(Consigne écrite):
Réécrivez le texte sur les évacuations en Île-de-France en commençant par "Il s’agit là" et en allant jusqu'à "l’approche des JO.", avec "squat" remplacé par "campement".

(Texte à lire):
-- -- --
Il s’agit là de la troisième grande opération de délogement organisée en Île-de-France depuis le début de l’année 2023. Avant Vitry, environ 400 occupants ont avaient déjà été évacués du squat "Unibéton" - situé aux abords de l’actuel site du village olympique à l’Île-Saint-Denis - en avril 2023, ainsi que près de 200 personnes du squat de Thiais en juillet 2023.
Ces évacuations, entre autres opérations de police ciblant les sans-abris, ont rapidement interpellé les acteurs qui viennent en aide aux personnes en situation de précarité. Au point que plus de 80 associations se sont rassemblées dans le collectif Le Revers de la médaille en octobre 2023, pour dénoncer un "nettoyage social" en cours dans les rues franciliennes à l’approche des JO.
-- -- --
(Extrait de données):
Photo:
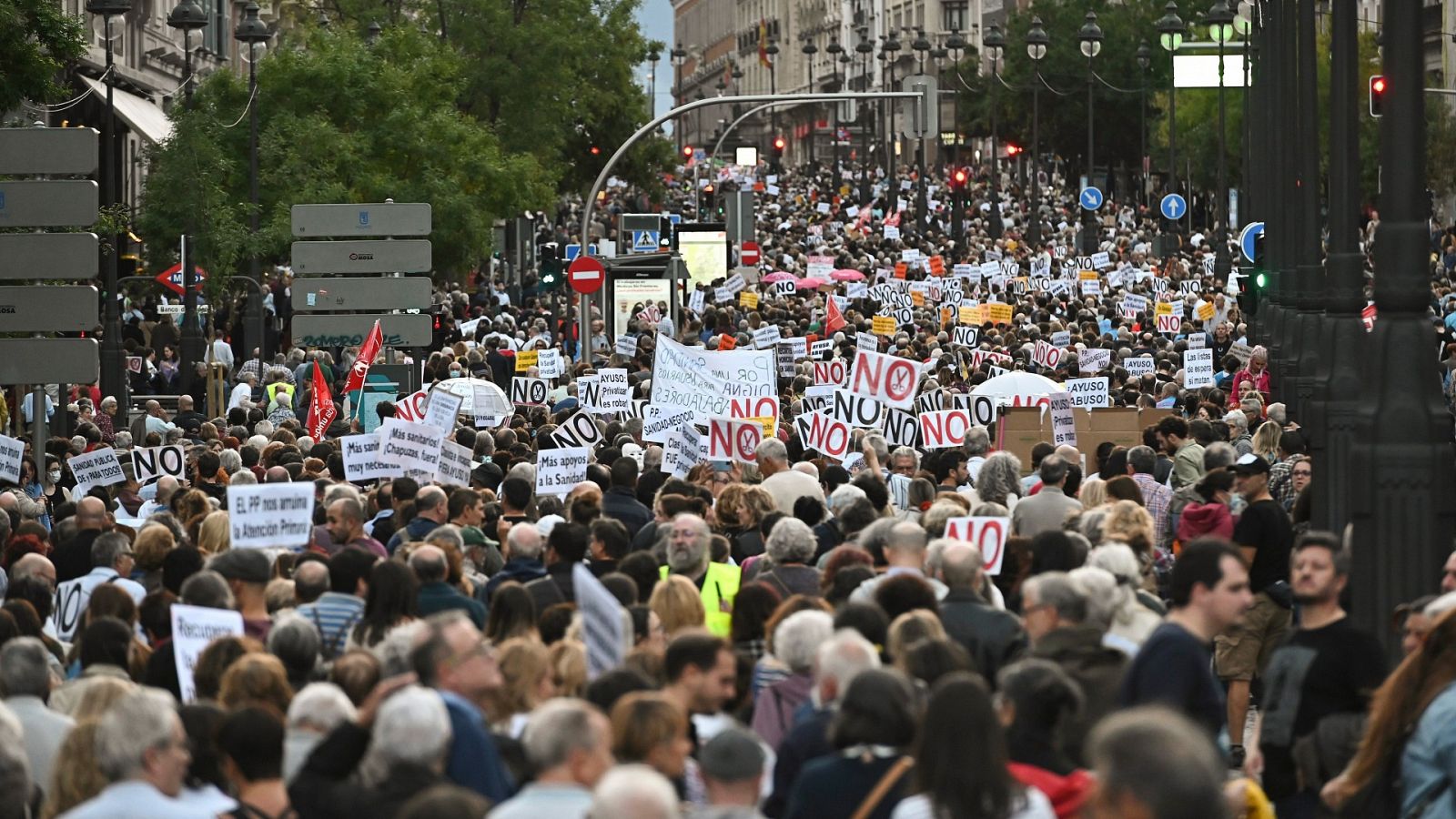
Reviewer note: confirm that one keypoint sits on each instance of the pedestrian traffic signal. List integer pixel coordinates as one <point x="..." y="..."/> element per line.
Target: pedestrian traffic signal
<point x="1378" y="86"/>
-- -- --
(Solution):
Il s’agit là de la troisième grande opération de délogement organisée en Île-de-France depuis le début de l’année 2023. Avant Vitry, environ 400 occupants ont avaient déjà été évacués du campement "Unibéton" - situé aux abords de l’actuel site du village olympique à l’Île-Saint-Denis - en avril 2023, ainsi que près de 200 personnes du campement de Thiais en juillet 2023.
Ces évacuations, entre autres opérations de police ciblant les sans-abris, ont rapidement interpellé les acteurs qui viennent en aide aux personnes en situation de précarité. Au point que plus de 80 associations se sont rassemblées dans le collectif Le Revers de la médaille en octobre 2023, pour dénoncer un "nettoyage social" en cours dans les rues franciliennes à l’approche des JO.